Show each line of the items below that contains the string "metal", treating the match as case-sensitive.

* * *

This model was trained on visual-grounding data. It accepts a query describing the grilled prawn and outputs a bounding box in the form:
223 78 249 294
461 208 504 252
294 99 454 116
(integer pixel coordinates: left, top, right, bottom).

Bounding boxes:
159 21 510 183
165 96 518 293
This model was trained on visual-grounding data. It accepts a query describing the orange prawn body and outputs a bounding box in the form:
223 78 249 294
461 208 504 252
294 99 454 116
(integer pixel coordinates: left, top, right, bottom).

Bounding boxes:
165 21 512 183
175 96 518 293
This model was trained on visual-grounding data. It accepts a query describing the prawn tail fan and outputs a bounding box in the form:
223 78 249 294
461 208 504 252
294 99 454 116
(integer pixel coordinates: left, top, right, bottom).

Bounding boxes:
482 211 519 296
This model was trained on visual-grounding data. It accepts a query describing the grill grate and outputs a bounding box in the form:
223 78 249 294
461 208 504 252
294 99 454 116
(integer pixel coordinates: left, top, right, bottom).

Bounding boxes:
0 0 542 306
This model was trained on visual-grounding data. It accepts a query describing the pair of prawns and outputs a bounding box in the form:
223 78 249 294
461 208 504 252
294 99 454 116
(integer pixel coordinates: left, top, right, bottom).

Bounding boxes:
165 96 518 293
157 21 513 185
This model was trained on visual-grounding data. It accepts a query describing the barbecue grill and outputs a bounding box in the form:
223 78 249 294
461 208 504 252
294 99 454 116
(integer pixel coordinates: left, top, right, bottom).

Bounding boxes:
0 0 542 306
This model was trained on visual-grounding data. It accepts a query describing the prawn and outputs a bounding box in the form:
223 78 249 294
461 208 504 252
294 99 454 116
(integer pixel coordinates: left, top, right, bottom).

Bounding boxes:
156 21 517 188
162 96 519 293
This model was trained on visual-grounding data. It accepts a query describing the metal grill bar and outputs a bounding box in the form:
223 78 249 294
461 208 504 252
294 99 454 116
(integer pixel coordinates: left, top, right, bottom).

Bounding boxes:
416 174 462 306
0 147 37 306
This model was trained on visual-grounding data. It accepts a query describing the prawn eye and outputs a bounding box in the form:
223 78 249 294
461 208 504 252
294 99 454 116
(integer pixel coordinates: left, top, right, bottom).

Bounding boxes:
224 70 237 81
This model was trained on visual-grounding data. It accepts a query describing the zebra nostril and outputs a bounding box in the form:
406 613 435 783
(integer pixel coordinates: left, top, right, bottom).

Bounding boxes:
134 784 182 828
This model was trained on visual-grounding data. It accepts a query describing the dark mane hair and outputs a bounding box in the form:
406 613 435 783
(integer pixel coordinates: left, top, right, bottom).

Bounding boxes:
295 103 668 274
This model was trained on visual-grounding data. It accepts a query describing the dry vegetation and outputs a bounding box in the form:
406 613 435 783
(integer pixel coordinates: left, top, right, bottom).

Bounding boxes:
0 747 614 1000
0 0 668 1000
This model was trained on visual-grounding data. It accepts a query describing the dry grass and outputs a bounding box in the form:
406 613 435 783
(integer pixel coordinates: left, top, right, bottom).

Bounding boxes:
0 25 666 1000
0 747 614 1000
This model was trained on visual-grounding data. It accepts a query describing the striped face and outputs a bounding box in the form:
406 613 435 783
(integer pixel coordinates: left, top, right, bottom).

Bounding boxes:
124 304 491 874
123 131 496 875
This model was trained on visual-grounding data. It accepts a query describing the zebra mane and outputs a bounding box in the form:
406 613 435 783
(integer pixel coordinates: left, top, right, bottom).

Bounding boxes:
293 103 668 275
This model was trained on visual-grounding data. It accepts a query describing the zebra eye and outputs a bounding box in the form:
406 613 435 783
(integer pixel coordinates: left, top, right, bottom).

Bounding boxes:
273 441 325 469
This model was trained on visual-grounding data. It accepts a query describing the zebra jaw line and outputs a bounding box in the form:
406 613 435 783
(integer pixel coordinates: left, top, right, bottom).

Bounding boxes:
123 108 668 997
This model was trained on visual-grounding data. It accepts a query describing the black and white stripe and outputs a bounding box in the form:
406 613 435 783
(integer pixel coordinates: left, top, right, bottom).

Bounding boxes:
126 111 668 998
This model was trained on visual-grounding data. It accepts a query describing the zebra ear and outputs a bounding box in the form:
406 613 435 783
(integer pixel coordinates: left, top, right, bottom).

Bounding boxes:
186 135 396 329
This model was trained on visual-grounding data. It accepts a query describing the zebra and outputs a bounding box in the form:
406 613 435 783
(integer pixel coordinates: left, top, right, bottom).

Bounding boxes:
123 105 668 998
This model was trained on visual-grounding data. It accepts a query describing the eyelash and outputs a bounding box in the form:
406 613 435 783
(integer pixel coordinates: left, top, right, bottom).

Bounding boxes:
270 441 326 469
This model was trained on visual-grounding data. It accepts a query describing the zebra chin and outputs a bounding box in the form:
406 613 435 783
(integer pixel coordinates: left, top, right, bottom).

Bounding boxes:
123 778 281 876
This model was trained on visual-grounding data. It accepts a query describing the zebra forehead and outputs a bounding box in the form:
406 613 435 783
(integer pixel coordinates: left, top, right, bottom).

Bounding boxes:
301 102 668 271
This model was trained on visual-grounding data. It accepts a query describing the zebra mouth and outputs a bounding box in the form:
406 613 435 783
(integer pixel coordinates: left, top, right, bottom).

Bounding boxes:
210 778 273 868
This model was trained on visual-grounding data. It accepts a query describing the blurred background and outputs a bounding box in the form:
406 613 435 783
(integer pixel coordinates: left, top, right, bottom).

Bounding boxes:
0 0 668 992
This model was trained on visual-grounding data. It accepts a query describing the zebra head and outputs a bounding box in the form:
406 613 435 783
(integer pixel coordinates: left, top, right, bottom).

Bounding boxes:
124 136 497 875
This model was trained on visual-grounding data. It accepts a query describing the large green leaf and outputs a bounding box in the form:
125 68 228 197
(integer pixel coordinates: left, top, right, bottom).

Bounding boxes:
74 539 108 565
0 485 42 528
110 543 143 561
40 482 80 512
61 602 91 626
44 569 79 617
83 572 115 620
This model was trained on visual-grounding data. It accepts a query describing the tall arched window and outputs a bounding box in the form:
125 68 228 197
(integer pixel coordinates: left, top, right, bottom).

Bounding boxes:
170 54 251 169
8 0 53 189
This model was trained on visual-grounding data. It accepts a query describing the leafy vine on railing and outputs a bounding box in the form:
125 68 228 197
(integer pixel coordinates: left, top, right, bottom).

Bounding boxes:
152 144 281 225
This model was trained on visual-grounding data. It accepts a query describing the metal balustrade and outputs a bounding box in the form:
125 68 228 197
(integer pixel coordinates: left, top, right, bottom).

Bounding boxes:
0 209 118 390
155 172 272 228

* * *

• _Reply_:
This model was trained on visual-grounding data. It accepts a query describing the metal grill bar and outputs a bounding box in the form:
This model was trained on visual-grounding data. It accepts a query describing the metal balustrade and outputs a bounding box in the form:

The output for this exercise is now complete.